**Consignes de l'exercice:**
**1.** D'après l'extrait ci-dessous, pourquoi convient-il d'articuler le niveau social et politique avec le niveau psychique ? Répondez en une à trois phrases.
**2.** Selon l'extrait ci-dessous, quels groupes ont élaboré collectivement les effets du politique dans la vie privée pour identifier la domination masculine structurelle ?

**Extrait du document:**
──────
Nous pourrions reprendre à notre compte l’idée de l’élaboration collective des effets du politique dans la vie privée, comme l’ont fait les groupes féministes pour identifier la domination masculine structurelle, et y rattacher les expériences individuelles. Articuler ainsi le niveau social et politique (identifier les dominations d’où qu’elles viennent) et le niveau psychique (leurs effets dans l’histoire psychique de l’individu) permet une aide plus efficace et permet de ne pas faire porter au sujet ce qui relève de l’extérieur : la personne violée, la personne battue, la personne exploitée ne l’ont pas cherché.
──────
Entrées du jeu de données:
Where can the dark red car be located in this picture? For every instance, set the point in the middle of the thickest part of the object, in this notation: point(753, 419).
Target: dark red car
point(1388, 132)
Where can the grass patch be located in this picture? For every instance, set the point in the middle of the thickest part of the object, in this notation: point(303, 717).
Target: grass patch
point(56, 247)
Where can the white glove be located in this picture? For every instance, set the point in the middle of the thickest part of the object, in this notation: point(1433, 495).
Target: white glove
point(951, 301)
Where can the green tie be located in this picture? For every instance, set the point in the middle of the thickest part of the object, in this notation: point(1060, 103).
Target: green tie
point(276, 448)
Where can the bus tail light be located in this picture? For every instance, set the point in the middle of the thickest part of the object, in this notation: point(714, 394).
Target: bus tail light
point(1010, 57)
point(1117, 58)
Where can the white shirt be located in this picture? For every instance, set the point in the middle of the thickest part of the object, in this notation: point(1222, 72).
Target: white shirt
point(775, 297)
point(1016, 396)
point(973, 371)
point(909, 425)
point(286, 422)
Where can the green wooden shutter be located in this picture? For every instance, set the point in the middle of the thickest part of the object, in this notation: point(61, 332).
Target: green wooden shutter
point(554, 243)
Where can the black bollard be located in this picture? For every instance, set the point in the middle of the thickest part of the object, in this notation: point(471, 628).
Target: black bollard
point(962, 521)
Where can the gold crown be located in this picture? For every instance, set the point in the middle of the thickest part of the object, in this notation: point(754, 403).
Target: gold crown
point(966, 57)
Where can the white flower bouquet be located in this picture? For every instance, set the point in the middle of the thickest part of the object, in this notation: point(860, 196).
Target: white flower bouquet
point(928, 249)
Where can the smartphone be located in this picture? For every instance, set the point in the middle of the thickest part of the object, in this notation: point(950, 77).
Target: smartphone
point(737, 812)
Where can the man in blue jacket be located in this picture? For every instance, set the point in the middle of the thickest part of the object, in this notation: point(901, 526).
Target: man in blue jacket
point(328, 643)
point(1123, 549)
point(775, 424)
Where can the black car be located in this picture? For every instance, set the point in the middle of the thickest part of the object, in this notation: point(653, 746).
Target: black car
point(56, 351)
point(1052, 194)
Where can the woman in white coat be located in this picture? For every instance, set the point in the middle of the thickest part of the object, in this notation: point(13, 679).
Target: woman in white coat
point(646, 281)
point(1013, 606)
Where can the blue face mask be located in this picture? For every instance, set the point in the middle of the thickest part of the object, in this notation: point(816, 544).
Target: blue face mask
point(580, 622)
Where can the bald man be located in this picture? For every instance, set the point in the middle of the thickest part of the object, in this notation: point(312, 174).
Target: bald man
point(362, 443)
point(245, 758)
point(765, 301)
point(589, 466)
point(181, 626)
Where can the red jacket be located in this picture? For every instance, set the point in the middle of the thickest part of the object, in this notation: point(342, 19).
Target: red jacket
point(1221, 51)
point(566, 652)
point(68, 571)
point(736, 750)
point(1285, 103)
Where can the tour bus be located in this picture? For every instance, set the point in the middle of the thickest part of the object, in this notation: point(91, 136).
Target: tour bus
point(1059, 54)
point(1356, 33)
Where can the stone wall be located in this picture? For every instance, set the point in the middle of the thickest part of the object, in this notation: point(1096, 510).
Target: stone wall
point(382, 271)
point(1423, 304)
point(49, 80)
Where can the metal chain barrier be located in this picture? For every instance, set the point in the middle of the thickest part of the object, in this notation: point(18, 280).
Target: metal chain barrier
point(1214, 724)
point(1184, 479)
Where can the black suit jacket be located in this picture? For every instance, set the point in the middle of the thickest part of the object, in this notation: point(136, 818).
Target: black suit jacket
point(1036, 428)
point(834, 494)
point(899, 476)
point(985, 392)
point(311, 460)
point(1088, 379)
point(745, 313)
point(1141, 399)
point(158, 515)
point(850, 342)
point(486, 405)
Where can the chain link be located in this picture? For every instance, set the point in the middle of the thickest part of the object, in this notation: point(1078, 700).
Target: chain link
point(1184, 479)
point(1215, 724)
──────
**Réponses attendues:**
**1.** Cette articulation permet une aide plus efficace. Elle permet aussi de ne pas faire porter au sujet ce qui relève de l'extérieur, car la personne violée, battue ou exploitée ne l'a pas cherché.

**2.** Les groupes féministes.